● **Your goal**: Images are not part of the copy; write out the rest of the data exactly as given.

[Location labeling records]

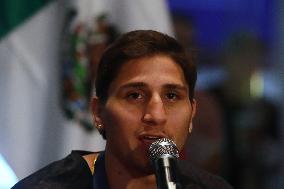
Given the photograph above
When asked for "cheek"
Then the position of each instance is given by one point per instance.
(119, 121)
(179, 128)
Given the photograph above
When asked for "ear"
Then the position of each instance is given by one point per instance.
(193, 107)
(96, 111)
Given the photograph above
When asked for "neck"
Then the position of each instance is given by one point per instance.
(121, 176)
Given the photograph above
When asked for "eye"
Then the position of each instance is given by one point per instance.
(172, 96)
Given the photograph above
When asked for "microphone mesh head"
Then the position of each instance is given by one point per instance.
(161, 147)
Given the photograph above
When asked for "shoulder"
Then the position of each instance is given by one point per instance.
(196, 178)
(71, 172)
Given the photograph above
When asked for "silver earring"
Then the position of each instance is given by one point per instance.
(190, 128)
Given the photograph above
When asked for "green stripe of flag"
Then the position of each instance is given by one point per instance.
(14, 12)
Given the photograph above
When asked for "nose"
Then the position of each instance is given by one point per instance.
(155, 113)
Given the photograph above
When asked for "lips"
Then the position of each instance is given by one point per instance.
(148, 139)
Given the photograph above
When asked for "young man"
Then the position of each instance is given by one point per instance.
(144, 91)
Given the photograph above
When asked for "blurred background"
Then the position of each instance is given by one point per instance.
(49, 50)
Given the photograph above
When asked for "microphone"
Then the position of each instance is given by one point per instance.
(163, 155)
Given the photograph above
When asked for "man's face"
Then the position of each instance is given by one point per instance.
(149, 99)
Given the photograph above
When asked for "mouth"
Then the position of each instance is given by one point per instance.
(149, 139)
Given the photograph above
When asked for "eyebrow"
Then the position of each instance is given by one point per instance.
(166, 86)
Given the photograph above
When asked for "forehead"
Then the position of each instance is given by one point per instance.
(154, 71)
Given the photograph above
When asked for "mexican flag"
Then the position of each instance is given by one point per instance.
(34, 130)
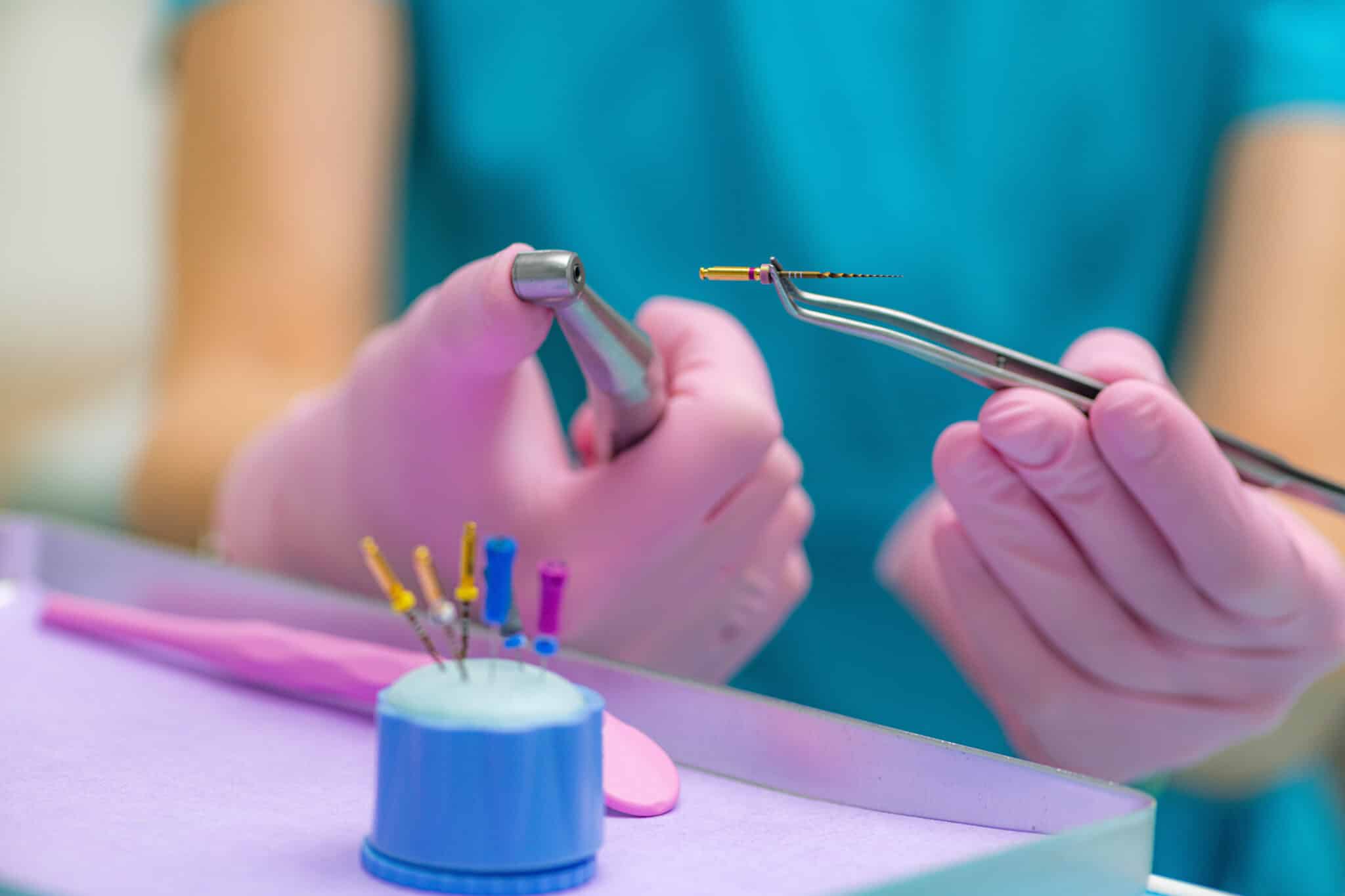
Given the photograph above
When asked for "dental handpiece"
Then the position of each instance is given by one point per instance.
(621, 366)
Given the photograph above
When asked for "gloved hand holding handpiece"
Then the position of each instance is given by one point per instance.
(685, 548)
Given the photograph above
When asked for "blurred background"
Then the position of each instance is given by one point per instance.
(81, 116)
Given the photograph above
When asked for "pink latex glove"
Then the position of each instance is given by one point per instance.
(1122, 601)
(685, 551)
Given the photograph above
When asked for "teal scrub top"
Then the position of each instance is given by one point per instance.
(1033, 169)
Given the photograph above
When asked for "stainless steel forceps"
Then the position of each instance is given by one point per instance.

● **In response**:
Given the photograph above
When asked for "cheek"
Then the position of each instance is given by one point per instance.
(119, 121)
(179, 128)
Given the photograph above
When asked for "ear"
Then the position of each instance is given by one point per instance.
(193, 107)
(96, 111)
Given the photograph above
When asked for "neck"
Then the position of each instance is given by one point per instance.
(121, 176)
Given the photograph above
When asked for "eye"
Then the position of each instance is given by one point per instance.
(172, 96)
Given the photograph above
When asked for "microphone mesh head"
Then the position of each instance is given by one point per instance.
(161, 147)
Given the photograph above
When asked for "shoulder"
Then the position of each instance is given by one point per instance.
(196, 178)
(71, 172)
Given the photograph above
When asked for "silver earring"
Then the position of each instance is given by one point per instance.
(190, 128)
Given the photograph above
When asked for "green stripe of flag"
Then the position of each instance is given by one point per instance.
(14, 12)
Given the photograph above
When asked for "nose"
Then the position of each instance is given by one point per instance.
(155, 113)
Given the photograph above
When asked for "lips"
Then the position of each instance is given by one point per instance.
(148, 139)
Given the photograph above
When asked for "young man"
Then the position of each instance is given by one point per instance.
(144, 91)
Given the photograph above
When asked for "blurred background"
Then the position of each instance is given by one point per instance.
(49, 50)
Given the photograph above
When asked for "microphone"
Then the position of each instance is given by one point per instance.
(163, 155)
Given the photograph above
When asked for "man's face"
Then the position of each instance is given by one point per instance.
(149, 99)
Given the photograph above
When asked for "mouth"
Then the position of each instance is given by one point per instance.
(149, 139)
Given the photograph above
When asked for "eyebrow"
Then the position of each instance is given by one point per instance.
(166, 86)
Given the photograph above
When asked for "forehead"
Then the position of each instance is given by one point per instance.
(154, 71)
Given the photograph above
When asked for "mexican flag"
Then the position of each instance is given by one point per instance.
(34, 130)
Given the photograph above
When asked for "dental handpiece"
Then the position of each instance is given by one point per instance.
(621, 366)
Given the photograph above
When asked for "gloved hand holding handpiece"
Then the position of each instance is given by one point per instance.
(685, 548)
Given the photograph above
When asked for "blurred background"
Then the position of each instance is given by one point per instance.
(81, 116)
Given the photograph above
When asked for "pink latex glove"
Then the position of each instance is given by one point per instance.
(1122, 601)
(685, 551)
Given the photograph above
When asked for "teal scrub top"
Then the position of each instance is given by one point per instance.
(1033, 169)
Given the photograph above
When asked for "stainless steel forceps"
Then the position of each instance is given by one point per instance.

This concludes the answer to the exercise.